Pointing dataset excerpts:
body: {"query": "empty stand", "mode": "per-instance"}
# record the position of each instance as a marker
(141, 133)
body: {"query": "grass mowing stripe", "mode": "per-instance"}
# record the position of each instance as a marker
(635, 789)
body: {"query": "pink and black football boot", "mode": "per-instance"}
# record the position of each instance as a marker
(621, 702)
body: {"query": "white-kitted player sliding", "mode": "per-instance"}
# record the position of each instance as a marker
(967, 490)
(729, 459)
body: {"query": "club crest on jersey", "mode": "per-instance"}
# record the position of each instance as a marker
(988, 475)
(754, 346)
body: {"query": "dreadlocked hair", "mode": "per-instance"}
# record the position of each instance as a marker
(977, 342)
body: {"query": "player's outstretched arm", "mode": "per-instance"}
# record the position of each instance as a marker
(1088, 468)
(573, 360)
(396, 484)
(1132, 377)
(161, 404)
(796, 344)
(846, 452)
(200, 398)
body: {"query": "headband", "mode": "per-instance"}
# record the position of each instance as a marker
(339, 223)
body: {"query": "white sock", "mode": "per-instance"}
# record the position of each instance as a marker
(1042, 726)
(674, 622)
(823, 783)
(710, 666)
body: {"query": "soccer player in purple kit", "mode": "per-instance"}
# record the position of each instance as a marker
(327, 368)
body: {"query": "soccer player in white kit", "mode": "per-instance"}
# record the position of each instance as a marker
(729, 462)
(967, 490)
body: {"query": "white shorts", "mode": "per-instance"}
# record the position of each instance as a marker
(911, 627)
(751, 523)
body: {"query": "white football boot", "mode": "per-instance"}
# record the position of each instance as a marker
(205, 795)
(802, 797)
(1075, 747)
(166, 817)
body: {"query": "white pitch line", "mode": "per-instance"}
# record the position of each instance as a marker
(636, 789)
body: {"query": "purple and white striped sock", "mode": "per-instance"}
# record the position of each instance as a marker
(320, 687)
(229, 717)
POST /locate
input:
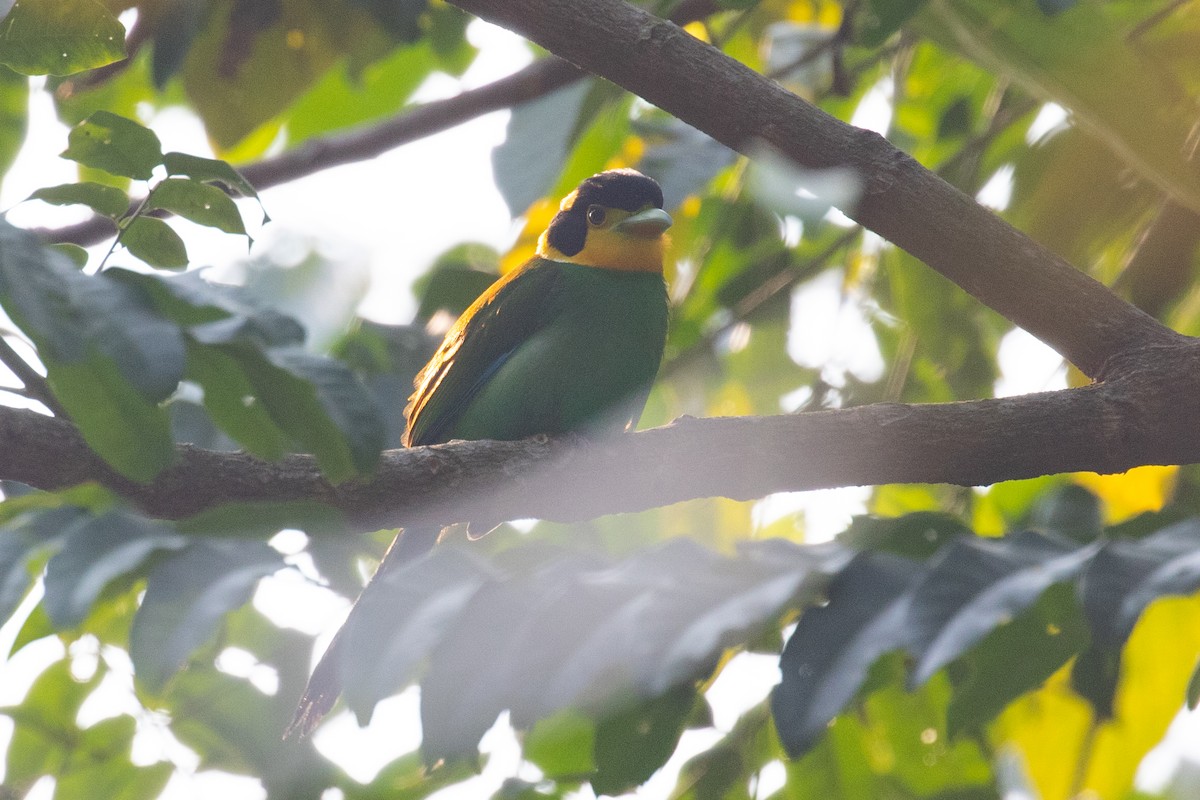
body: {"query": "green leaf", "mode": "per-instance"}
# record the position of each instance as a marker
(95, 553)
(456, 280)
(633, 745)
(562, 746)
(13, 115)
(234, 313)
(827, 659)
(126, 429)
(321, 404)
(1084, 62)
(538, 140)
(209, 170)
(178, 26)
(343, 100)
(102, 199)
(1014, 659)
(60, 37)
(976, 585)
(231, 402)
(633, 629)
(400, 620)
(78, 256)
(1121, 581)
(45, 723)
(883, 18)
(155, 242)
(198, 202)
(22, 540)
(263, 519)
(916, 535)
(114, 144)
(187, 595)
(108, 358)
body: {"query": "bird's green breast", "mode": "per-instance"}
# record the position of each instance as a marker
(587, 368)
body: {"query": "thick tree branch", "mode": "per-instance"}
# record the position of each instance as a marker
(901, 200)
(1145, 415)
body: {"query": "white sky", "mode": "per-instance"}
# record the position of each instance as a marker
(402, 210)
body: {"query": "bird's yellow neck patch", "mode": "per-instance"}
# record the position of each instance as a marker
(611, 251)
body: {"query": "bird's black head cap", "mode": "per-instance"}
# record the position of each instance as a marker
(617, 188)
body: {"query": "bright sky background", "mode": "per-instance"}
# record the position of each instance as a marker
(405, 208)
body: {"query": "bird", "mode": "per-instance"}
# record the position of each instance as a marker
(569, 342)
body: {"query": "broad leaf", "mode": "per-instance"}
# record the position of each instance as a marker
(208, 170)
(102, 199)
(155, 242)
(828, 656)
(198, 202)
(598, 631)
(114, 144)
(59, 37)
(187, 595)
(95, 553)
(976, 585)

#### [REQUIRED WORK]
Will you set down the records word for word while leaving out every picture?

#### [IN RESPONSE]
body: {"query": "empty stand", "mode": "per-instance"}
# record the position of each instance as a marker
(141, 133)
body: {"query": "grass mowing stripe", "mode": "per-instance"}
# record the position of each instance as a marker
(635, 789)
body: {"query": "pink and black football boot", "mode": "per-instance"}
# record the position of each instance as a marker
(621, 702)
body: {"query": "white-kitted player sliding", "mode": "per-instance"}
# record the position of each instance as a marker
(967, 490)
(729, 459)
body: {"query": "club crest on jersey", "mode": "per-instance"}
# record the position of each instance as a marker
(988, 475)
(754, 346)
body: {"query": "dreadlocked hair", "mode": "per-instance"}
# record the position of each instance as a marker
(977, 342)
body: {"query": "player's outstretched arm", "mode": "per-instance"}
# record the position of each instance as a marker
(1088, 468)
(573, 360)
(396, 484)
(1132, 377)
(161, 404)
(796, 344)
(846, 452)
(200, 398)
body: {"query": "headband", "mode": "per-instance"}
# record the position of each instance as a marker
(339, 223)
body: {"query": "white sock", "mode": "per-instance"}
# record the position of each instance as a marker
(1042, 726)
(674, 622)
(823, 783)
(710, 666)
body: {"query": "soccer player in purple kit", "mode": "per-instance"}
# record the position of each instance as a marker
(327, 368)
body: {"query": "soccer player in white kit", "mode": "per-instance"}
# record the position of each instance as a marker
(729, 462)
(967, 490)
body: {"query": "white shorts", "mode": "per-instance"}
# record the position of each instance as a marker
(911, 627)
(751, 523)
body: {"query": "white football boot", "mode": "per-instance"}
# record the position of each instance as a marker
(205, 795)
(802, 797)
(1075, 747)
(166, 817)
body: {"query": "white pitch line", "mode": "per-instance"}
# record the position of each instance as a marker
(636, 789)
body: {"query": "purple and white striped sock", "mode": "per-instance"}
# record the position of each instance as a marker
(320, 687)
(229, 717)
POST /locate
input:
body: {"query": "green leaf", "mode": "per-instance"}
# record the position of each instance as a marker
(95, 553)
(456, 280)
(633, 745)
(562, 746)
(13, 115)
(234, 313)
(827, 659)
(126, 429)
(321, 404)
(1084, 62)
(538, 140)
(209, 170)
(178, 26)
(343, 100)
(102, 199)
(1014, 659)
(60, 37)
(976, 585)
(231, 402)
(633, 629)
(400, 620)
(78, 256)
(1121, 581)
(45, 723)
(883, 18)
(155, 242)
(198, 202)
(22, 540)
(263, 519)
(916, 535)
(114, 144)
(187, 595)
(108, 358)
body: {"query": "bird's green breast", "mode": "per-instance"}
# record the position of each instance as a marker
(587, 368)
body: {"query": "thick tree branch", "mode": "per-instance"}
# record the position of each instance as a marker
(901, 200)
(1145, 415)
body: {"query": "white sky", "mode": "per-instance"}
# record the position of each instance as a marker
(402, 210)
body: {"query": "bird's yellow neck patch", "mode": "per-instance"}
# record the position of each instance as a marker
(611, 251)
body: {"query": "bird's black head cap", "mode": "per-instance"}
# record the position of each instance as a marker
(617, 188)
body: {"query": "bright sky background", "mode": "per-instance"}
# record the position of each instance as a marker
(405, 208)
body: {"query": "bird", "mode": "per-instance"}
# record the position of each instance as a marker
(569, 342)
body: {"query": "broad leaf", "mode": "per-instance"}
# record the position of each instance as a marker
(208, 170)
(102, 199)
(155, 242)
(828, 656)
(198, 202)
(598, 631)
(114, 144)
(59, 37)
(187, 595)
(95, 553)
(976, 585)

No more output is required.